What is asked: Pull out every line of the entries below that contains the word "flower".

=== Data section ===

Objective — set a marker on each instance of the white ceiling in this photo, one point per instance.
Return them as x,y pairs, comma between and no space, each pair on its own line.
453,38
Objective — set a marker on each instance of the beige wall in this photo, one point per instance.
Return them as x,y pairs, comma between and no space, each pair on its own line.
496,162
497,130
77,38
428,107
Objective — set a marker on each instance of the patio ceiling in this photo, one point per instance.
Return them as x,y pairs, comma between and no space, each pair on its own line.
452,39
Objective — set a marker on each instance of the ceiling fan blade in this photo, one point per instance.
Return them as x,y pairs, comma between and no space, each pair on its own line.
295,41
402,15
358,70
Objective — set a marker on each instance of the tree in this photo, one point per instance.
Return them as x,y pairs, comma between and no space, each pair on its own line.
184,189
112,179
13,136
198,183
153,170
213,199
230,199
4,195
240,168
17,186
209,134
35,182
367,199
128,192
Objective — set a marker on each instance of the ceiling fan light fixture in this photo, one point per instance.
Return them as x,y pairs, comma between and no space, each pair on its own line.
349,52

===
=== Data section ===

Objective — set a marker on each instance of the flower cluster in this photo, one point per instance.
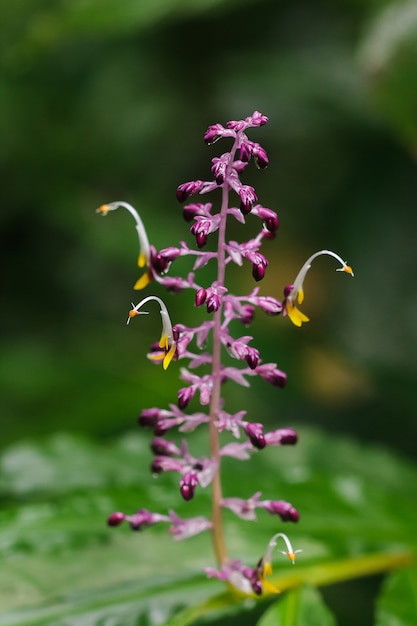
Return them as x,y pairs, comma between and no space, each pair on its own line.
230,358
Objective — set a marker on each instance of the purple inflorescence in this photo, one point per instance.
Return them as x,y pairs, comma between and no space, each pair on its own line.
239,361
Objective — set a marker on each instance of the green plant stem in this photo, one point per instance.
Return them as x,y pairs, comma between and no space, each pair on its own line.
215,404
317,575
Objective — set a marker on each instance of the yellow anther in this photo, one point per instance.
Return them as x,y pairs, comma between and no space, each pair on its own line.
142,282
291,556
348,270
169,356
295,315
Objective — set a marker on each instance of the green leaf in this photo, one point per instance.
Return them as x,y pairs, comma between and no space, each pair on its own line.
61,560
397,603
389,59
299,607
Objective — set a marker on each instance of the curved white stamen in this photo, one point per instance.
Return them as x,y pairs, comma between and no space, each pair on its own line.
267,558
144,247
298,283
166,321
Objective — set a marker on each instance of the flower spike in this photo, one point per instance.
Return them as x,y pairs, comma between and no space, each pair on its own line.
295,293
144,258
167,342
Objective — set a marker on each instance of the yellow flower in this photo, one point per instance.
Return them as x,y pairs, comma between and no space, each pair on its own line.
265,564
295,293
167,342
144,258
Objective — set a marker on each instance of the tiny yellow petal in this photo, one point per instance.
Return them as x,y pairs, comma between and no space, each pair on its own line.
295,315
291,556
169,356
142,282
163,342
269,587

===
=== Data section ===

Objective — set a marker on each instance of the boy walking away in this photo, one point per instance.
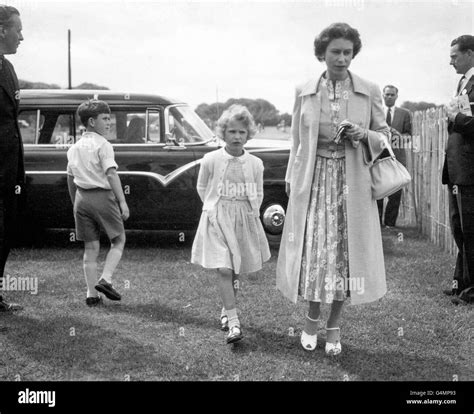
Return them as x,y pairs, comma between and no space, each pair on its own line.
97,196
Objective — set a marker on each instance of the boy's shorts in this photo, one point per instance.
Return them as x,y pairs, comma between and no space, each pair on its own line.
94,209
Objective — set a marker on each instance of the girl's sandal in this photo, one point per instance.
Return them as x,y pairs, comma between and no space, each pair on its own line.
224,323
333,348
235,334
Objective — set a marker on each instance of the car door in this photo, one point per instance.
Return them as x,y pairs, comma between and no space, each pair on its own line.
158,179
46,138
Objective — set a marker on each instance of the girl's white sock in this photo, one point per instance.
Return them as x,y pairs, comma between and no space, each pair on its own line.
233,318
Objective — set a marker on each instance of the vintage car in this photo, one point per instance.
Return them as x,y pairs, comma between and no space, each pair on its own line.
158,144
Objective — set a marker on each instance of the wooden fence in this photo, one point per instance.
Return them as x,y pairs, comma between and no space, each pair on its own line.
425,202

===

Written solution:
Objective — set a marker on each instance of the flower cluster in this photo, one point per instance.
Objective — set a marker on each instance of the flower spike in this photo, one point per instance.
Objective — set a marker on each instance of the yellow flower in this photo, one point per instance.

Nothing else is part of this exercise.